◆ **PROVIDED TEXT**
When my roommate and I moved to Pittsburgh, she didn’t appreciate the drive.  She spent the 7-hour trek looking rather uncomfortable on my roommate’s lap, and yowled like it was the end of the world when we went through each of the three tunnels.  Our place in on the south side of the ‘Burgh wasn’t any bigger, but it had a huge bush out front that attracted finches every day.  Pittsburgh was lousy with finches.  Essie would sit for hours in the window, making that horrible noise that cats make when they see birds outside.

When I moved home six months later, Essie went to live with a friend until I got settled.  Unfortunately for her, ‘settled’ entailed two other cats and a very excitable Jack Russell Terrier.  Essie took an instant dislike to Snickers the dog.  She wasn’t too happy with Persimmon, and viewed Hyacinth as some sort of punching bag.  There were definite negative cat politics in our house, but no one was actively trying to kill anyone else, so we just went with it.

We added another Jack Russell, Aramis, into the mix two years later, and Essie insisted that twice the dogs meant twice the hate.  They would attempt to gang up on her and chase her around the house, but she always got the better of them.  I remember them streaking through the kitchen in one brown-and-white blur, ending up in the bathroom with Essie making a noise like murder was definitely happening.  When I got in there, the dogs had her cornered and were nipping at her.  The bathroom looked like a set from CSI with blood everywhere.  I shooed the dogs out and picked the growling ball of angry up.  She was soaked – with dog slobber.  Not a drop of blood on her.  The dogs, however, had scratches all over their noses.

Together, the dogs were confident they could take her, though they never managed to.  Separately, they were terrified of her.  Snickers and Aramis would slink out of rooms that she entered if they were alone.  They would turn their heads and try to not see her if they were being carried near her.  Terrified.  It was quite hilarious.  Essie still didn’t think so.

◆ **DATA FOR REVIEW**
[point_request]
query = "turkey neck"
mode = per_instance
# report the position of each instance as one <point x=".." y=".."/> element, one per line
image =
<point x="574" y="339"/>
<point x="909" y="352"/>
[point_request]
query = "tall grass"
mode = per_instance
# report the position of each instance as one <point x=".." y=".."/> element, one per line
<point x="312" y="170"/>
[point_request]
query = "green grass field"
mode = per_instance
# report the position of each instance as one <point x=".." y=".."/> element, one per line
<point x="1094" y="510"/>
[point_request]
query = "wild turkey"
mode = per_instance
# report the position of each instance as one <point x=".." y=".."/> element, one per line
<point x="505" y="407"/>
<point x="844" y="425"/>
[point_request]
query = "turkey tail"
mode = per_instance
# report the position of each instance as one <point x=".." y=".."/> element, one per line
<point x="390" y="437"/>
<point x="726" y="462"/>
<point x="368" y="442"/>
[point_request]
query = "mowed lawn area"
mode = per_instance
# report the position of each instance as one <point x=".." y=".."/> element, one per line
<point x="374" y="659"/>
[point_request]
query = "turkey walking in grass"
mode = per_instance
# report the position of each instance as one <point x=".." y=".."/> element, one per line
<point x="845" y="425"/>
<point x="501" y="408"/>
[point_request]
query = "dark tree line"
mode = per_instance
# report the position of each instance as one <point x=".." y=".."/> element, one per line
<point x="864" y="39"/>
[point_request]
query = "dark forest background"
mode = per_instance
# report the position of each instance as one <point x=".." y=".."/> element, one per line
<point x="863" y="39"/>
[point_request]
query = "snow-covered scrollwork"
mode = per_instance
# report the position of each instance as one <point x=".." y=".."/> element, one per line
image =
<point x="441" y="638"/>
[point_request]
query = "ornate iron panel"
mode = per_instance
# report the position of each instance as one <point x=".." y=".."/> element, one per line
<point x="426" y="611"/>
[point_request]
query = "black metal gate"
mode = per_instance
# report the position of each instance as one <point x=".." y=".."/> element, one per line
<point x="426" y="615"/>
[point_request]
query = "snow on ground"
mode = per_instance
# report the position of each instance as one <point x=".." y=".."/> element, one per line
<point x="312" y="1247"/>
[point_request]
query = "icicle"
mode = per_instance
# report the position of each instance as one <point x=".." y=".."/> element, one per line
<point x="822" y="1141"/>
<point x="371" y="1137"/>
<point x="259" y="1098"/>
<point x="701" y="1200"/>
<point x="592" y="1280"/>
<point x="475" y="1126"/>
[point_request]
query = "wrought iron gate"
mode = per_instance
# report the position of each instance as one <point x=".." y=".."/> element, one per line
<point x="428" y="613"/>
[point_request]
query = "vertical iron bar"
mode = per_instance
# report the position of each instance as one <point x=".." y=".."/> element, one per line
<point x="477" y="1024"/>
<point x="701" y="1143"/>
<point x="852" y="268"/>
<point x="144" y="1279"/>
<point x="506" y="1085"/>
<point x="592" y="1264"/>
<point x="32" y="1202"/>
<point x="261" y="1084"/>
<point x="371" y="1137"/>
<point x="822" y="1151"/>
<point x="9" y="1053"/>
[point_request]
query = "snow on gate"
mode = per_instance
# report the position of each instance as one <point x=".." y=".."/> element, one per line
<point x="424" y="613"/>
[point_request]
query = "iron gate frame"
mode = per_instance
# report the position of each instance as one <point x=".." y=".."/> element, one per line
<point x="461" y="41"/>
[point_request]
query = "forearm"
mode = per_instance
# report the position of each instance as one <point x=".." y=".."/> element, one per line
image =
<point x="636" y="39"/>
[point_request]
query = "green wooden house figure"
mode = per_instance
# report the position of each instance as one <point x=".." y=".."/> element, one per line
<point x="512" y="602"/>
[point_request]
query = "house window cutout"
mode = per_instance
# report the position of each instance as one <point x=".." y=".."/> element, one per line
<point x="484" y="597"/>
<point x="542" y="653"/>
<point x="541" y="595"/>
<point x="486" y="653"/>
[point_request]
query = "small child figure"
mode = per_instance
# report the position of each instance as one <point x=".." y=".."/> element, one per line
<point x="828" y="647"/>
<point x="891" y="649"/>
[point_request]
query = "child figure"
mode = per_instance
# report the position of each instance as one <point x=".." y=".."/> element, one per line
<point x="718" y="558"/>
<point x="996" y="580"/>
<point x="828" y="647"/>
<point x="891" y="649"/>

◆ **WHAT YOU ARE ASKED TO DO**
Write what comes next in the story of Essie the cat, starting right after its last sentence.

◆ **TASK OUTPUT**
After nearly a decade of living with the other cats, tensions started to defuse and there was sort of a cat Détente.  Essie stopped chasing Hyacinth around, and Persimmon stopped hissing at everything that came into the same room. Aramis wound up living with my mother, and Snickers and Essie came to sort of an agreement that didn’t involve anyone getting cut.

A few weeks ago, Essie started acting weird.  She lost a lot of coordination, stopped eating, and started getting really interested in everyone else.  This came as a shock to Snickers, who was still expecting to be swatted for being that close.  Essie started loosing a lot of weight, and I packed her off to the vet.  Our regular vet didn’t have any openings, and I was really worried by that point.  We took her to the local cat vet, who I now refer to as Dr. Thyroid.  This guy thinks it’s the thyroid for everything.  Hyacinth had a stroke, but he said it was thyroid.  The medicine he gave her caused seizures, so we stopped giving it to her, and a week later she got better (cats apparently recover from strokes).  He said that Essie had the same problem with completely different symptoms, and prescribed the same medicine.

It didn’t do anything for her.  We had to syringe-feed her, which became agonizing for everyone.  As she got worse, I decided that it was time to make the call, but I really didn’t want to.  Then, she started eating again!  I was cautiously optimistic, and we got her some kitten chow.  She wasn’t doing so well to start, but after a few days, she started putting weight back on and looking a lot better.  Things were looking good.  I would have liked to get her more veterinary care, but at $350 a visit, I had to play doctor myself.

Alas, I found my little ball of fluff laying still in the basement this morning.  She was almost 15 years old, not what I’d consider “ripe-old” for a cat (Shadow lived to 19 and, though stone-deaf, caught and ate a rabbit the week before she died).  I wrapped her up in a towel and packed her off to the pet crematorium, one last ride that for once she wouldn’t be freaked out about.  Essie was a constant through a number of very important milestones in my life, and the house is going to feel emptier tonight.

But I’m sure I’ll be finding tufts of hair for years.  That cat shed like it was a solemn duty.  She certainly was my little Danderpurr Cuddly Rumplebutt.